* Start *

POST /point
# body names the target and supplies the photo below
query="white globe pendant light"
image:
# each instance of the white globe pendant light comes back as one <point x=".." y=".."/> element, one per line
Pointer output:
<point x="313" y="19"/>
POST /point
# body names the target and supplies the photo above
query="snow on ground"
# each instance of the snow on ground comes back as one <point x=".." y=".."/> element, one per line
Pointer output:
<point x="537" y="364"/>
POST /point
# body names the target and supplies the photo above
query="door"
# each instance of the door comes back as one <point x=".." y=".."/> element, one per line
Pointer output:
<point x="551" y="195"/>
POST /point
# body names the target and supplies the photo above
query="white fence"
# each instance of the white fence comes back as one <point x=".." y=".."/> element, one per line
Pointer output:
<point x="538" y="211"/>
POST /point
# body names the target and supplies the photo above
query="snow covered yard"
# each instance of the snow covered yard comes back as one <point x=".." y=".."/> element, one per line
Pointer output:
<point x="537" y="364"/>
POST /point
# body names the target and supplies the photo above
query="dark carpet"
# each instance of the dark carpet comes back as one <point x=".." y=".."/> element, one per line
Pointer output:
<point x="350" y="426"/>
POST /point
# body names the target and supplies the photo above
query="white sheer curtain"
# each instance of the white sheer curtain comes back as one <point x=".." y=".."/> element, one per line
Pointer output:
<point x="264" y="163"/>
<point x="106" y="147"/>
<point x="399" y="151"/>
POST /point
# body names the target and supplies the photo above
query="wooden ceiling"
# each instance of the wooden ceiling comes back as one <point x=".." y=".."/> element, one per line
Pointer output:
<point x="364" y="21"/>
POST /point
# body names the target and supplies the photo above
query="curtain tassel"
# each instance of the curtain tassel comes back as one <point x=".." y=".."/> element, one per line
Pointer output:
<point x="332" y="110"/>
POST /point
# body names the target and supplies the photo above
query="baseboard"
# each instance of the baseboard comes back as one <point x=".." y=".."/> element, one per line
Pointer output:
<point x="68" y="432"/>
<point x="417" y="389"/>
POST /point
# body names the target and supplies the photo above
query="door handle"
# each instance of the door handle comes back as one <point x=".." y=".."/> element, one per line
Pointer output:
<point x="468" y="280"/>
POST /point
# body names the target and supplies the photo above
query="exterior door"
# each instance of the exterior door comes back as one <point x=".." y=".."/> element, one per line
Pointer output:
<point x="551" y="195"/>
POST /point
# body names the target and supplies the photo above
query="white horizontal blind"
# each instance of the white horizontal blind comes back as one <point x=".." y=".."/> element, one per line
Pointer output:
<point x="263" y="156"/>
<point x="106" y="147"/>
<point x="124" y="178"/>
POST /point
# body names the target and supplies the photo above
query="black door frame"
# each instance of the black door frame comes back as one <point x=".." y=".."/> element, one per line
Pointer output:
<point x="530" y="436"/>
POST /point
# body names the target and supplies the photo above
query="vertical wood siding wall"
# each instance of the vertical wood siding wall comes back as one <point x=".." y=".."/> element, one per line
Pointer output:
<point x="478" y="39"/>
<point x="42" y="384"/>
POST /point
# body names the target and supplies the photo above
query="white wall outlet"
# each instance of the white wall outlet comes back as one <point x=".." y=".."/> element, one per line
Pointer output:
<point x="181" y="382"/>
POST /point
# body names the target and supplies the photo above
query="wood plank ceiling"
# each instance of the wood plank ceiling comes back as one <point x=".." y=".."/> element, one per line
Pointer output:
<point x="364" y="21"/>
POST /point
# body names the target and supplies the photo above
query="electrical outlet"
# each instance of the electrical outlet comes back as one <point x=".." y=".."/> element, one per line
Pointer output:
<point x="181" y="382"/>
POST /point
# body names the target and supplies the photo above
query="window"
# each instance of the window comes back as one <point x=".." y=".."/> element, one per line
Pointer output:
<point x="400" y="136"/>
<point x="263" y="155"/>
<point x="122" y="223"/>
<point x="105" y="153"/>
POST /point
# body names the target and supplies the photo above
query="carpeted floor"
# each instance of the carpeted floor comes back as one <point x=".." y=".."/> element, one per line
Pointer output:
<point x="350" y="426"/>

* End *

### DIRECTIVE
How many lines of the data above contain the string "horizontal" with the same capitalization? Give only the number.

### FINISHED TASK
2